## Selected passage
========

Some day I’ll do a post all about books, about books that I wanted to read to Teddy and books that I read to Dot and about how Dot loves books but also about how that took a bit of work because she’s a very active child and sitting still and listening wasn’t ever high on her list of favorite things to do.
That’s not this post. This post is about Halloween, and Halloween books, and about All Hallow’s Read, which is a project that I love but also one that stirs my panic reflexes. Here’s the All Hallow’s Read introductory video, starring the literary rock star Neil Gaiman:
If you haven’t been reading here long, you may not know that I’m a librarian. Being a librarian is not all about books, but a lot of why I ended up in this profession is because I think that books and reading and connecting people with information and ideas is hugely important. I love, love, love the idea of a tradition of giving someone a book. And I think the video is funny even though I’m less thrilled and amused by things like zombies and ghosts than I used to be. Before I was haunted. Before I wished to be haunted more than I was.

========

## Records provided
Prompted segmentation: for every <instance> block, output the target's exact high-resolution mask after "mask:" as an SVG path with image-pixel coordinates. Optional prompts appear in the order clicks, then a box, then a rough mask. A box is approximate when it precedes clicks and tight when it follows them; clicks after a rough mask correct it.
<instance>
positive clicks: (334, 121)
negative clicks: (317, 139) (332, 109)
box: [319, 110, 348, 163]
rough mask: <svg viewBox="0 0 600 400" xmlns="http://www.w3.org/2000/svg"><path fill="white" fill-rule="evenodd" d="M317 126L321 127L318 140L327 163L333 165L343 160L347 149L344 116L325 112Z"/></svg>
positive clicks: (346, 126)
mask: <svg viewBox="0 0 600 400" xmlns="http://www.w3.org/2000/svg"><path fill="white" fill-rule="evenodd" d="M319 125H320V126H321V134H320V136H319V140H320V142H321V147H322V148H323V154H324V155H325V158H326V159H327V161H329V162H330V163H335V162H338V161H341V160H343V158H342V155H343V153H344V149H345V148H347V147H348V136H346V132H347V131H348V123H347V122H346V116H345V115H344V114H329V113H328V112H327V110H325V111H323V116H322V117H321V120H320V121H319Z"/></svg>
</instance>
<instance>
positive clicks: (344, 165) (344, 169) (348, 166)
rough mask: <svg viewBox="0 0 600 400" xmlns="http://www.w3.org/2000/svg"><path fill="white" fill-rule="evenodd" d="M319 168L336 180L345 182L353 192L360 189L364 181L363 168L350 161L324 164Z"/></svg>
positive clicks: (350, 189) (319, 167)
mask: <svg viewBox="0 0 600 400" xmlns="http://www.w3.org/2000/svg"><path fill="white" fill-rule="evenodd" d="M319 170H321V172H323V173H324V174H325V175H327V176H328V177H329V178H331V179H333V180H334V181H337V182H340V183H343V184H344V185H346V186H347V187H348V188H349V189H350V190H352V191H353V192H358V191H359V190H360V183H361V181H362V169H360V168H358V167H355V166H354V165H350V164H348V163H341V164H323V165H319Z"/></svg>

========

## Tasks to complete
A. Answer these questions from the Halloween post, one line each:
(i) Who stars in the All Hallow's Read introductory video?
(ii) What is the writer's profession?
(iii) Which child does the writer say loves books?
B. Say whether each statement agrees with the Halloween post. Give yes or no and the deciding words quoted from it.
(i) Dot was always eager to sit still and listen.
(ii) The writer loves the All Hallow's Read project.
(iii) The writer finds the introductory video funny.
C. Print the Halloween post from "That’s not this" up to and including "than I was.".

## List of solutions
A.
(i) Neil Gaiman
(ii) Librarian
(iii) Dot

B.
(i) No: "sitting still and listening wasn’t ever high on her list of favorite things to do"
(ii) Yes: "All Hallow’s Read, which is a project that I love"
(iii) Yes: "I think the video is funny"

C.
That’s not this post. This post is about Halloween, and Halloween books, and about All Hallow’s Read, which is a project that I love but also one that stirs my panic reflexes. Here’s the All Hallow’s Read introductory video, starring the literary rock star Neil Gaiman:
If you haven’t been reading here long, you may not know that I’m a librarian. Being a librarian is not all about books, but a lot of why I ended up in this profession is because I think that books and reading and connecting people with information and ideas is hugely important. I love, love, love the idea of a tradition of giving someone a book. And I think the video is funny even though I’m less thrilled and amused by things like zombies and ghosts than I used to be. Before I was haunted. Before I wished to be haunted more than I was.